WORK TASK: Exactness is required throughout. Return every record once more.

AVAILABLE DATA:
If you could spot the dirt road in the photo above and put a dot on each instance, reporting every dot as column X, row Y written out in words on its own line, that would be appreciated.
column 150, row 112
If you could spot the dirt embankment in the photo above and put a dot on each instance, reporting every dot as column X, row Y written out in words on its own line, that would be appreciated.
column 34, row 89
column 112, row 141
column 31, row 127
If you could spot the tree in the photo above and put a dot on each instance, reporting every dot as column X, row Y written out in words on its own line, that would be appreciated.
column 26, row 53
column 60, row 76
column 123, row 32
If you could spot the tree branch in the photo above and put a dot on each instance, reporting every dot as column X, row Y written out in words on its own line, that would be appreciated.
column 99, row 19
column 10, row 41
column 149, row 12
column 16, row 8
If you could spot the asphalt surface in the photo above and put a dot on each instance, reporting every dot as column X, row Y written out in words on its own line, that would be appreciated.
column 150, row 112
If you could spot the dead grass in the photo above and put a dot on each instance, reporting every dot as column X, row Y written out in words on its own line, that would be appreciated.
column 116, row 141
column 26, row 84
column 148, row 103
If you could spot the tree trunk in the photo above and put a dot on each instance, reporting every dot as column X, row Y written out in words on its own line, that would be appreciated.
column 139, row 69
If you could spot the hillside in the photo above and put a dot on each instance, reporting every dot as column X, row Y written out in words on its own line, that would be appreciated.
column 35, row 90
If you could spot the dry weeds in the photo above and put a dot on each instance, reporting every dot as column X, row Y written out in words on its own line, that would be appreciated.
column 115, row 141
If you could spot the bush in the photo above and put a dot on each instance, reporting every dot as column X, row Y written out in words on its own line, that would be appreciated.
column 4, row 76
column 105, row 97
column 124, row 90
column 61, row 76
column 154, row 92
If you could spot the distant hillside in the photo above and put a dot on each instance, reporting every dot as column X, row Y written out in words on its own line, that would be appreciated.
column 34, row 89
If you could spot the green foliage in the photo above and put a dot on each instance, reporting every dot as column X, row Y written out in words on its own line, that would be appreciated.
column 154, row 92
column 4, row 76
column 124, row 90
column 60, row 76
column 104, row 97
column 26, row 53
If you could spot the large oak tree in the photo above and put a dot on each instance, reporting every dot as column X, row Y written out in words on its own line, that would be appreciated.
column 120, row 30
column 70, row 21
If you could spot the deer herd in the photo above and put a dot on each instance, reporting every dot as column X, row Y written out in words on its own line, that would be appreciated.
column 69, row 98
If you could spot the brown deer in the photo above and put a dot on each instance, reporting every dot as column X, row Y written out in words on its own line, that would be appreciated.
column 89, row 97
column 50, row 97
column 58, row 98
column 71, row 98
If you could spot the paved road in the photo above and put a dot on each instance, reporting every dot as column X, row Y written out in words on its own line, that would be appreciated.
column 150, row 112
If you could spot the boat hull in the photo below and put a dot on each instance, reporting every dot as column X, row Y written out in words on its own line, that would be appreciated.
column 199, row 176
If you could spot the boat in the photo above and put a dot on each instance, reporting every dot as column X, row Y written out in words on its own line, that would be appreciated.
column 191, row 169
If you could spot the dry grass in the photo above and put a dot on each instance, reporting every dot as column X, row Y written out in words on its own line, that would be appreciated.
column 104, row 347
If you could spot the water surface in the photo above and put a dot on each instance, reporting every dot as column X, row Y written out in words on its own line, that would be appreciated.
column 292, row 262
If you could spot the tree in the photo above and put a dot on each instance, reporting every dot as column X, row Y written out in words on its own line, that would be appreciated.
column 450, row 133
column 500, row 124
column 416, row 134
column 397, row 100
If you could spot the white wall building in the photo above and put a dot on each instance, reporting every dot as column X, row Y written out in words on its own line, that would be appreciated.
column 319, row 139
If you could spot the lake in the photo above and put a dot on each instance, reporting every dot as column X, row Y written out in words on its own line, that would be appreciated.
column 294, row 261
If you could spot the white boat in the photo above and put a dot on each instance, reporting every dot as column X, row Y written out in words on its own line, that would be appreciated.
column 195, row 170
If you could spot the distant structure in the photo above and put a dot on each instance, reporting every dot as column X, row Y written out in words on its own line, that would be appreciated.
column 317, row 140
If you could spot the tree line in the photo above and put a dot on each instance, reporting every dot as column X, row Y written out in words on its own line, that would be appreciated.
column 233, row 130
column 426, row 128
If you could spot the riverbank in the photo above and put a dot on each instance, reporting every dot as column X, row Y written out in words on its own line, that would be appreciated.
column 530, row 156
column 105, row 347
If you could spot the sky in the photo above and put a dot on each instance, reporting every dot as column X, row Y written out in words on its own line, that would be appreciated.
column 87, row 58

RESPONSE AREA:
If you could spot the dirt road in the photo above and put a dot on each instance, reporting every dot as column X, row Y written out in words on its own line, that would be appreciated.
column 150, row 112
If you could spot the dirt embankment in the photo above and put a dot on each instance, reporting every dot as column X, row Y written out in words on its own line, that would be appreciated.
column 34, row 89
column 112, row 141
column 31, row 127
If you could spot the tree in the photo above and put a dot on each instance, reporting every dot as column X, row Y written out in words on its own line, that would be appreciated.
column 26, row 53
column 60, row 76
column 123, row 32
If you could spot the tree branch in the photo above and put a dot on each instance, reporting every dot as column X, row Y written out in words on its own line, that would be appreciated.
column 99, row 19
column 10, row 41
column 149, row 12
column 16, row 8
If you could spot the asphalt surface in the photo above and put a dot on each instance, reporting every dot as column X, row Y written out in words on its own line, that would be appreciated.
column 150, row 112
If you could spot the dead grass in the photo above and put a dot on each instance, reporting every dot as column X, row Y written out in words on its own line, that would be appreciated.
column 116, row 141
column 26, row 84
column 148, row 103
If you could spot the tree trunk in the photo above and put a dot on each instance, reporting every dot as column X, row Y written out in words on its own line, that would be appreciated.
column 139, row 69
If you could spot the hillside in the photo above and put a dot on each instance, reporting every dot as column X, row Y written out in words on its own line, that would be appreciated.
column 35, row 90
If you could spot the dry weeds in the photo above and put a dot on each instance, reporting every dot as column X, row Y written out in words on its own line, that would be appreciated.
column 115, row 141
If you could spot the bush in the photo above and put a dot on each instance, reporting every dot as column X, row Y written out in words on its own line, that would be appreciated.
column 4, row 76
column 105, row 97
column 124, row 90
column 61, row 76
column 154, row 92
If you could spot the distant hillside in the photo above and put a dot on each instance, reporting every dot as column X, row Y written out in words on its own line, that would be appreciated.
column 34, row 89
If you could spot the green foliage in the photo above and put a dot on each instance, reporting every dot as column X, row Y written out in words on its own line, that would be appreciated.
column 154, row 92
column 4, row 76
column 124, row 90
column 60, row 76
column 104, row 97
column 26, row 53
If you could spot the large oak tree in the photo above and put a dot on each instance, reporting every dot as column X, row Y written out in words on its own line, that would be appreciated.
column 120, row 30
column 70, row 21
If you could spot the deer herd in the photo above and put a dot on each instance, reporting every dot as column X, row Y written out in words on its own line, that would be appreciated.
column 69, row 98
If you could spot the brown deer in the photo above and put a dot on each instance, reporting every dot as column X, row Y written out in words on its own line, that would be appreciated.
column 89, row 97
column 50, row 97
column 58, row 98
column 71, row 98
If you could spot the paved road in the photo above and put a dot on each instance, reporting every dot as column X, row Y written out in words on its own line, that would be appreciated.
column 150, row 112
If you could spot the boat hull in the photo below and put a dot on each instance, reporting every dot as column X, row Y written out in words on its own line, that would be appreciated.
column 199, row 176
If you could spot the boat in the photo above and put a dot on each instance, reporting every dot as column X, row Y written out in words on its own line, that would be appreciated.
column 191, row 169
If you could spot the dry grass in the photo above and put a dot on each instance, reporting every dot as column X, row Y written out in words on its own line, that would be appreciated.
column 104, row 347
If you could spot the water surface in the photo above and put a dot on each instance, reporting every dot as column X, row Y written out in words on its own line, that would be appreciated.
column 292, row 262
If you could spot the tree in the photo above and put a dot on each instance, reporting every dot as column X, row Y written out in words on its own line, that would be appreciated.
column 450, row 133
column 500, row 124
column 416, row 134
column 397, row 100
If you could spot the white wall building in the photo above and put a dot on each instance, reporting every dot as column X, row Y written out in words on its own line, that would be appreciated.
column 319, row 139
If you could spot the lake in the photo above and put a dot on each instance, reporting every dot as column X, row Y written out in words on its own line, that would be appreciated.
column 294, row 261
If you could spot the white boat in the photo above and put a dot on each instance, reporting every dot as column X, row Y written out in words on its own line, that would be appreciated.
column 195, row 170
If you could spot the distant structure in the photo above and put a dot on each instance, reporting every dot as column X, row Y written out in words on its own line, that would be appreciated.
column 317, row 140
If you could spot the tree line in the photo above and put a dot on each instance, reporting every dot as column X, row Y written out in words on its own line, that would be appreciated.
column 233, row 130
column 426, row 128
If you could spot the riverbank in the photo above and put a dot on each instance, reporting every dot as column X, row Y written out in words on its own line, that would be appreciated.
column 530, row 156
column 105, row 347
If you could spot the sky in the photo above and put a dot on each instance, reporting every dot as column X, row Y written out in words on its own line, that would be appreciated.
column 87, row 58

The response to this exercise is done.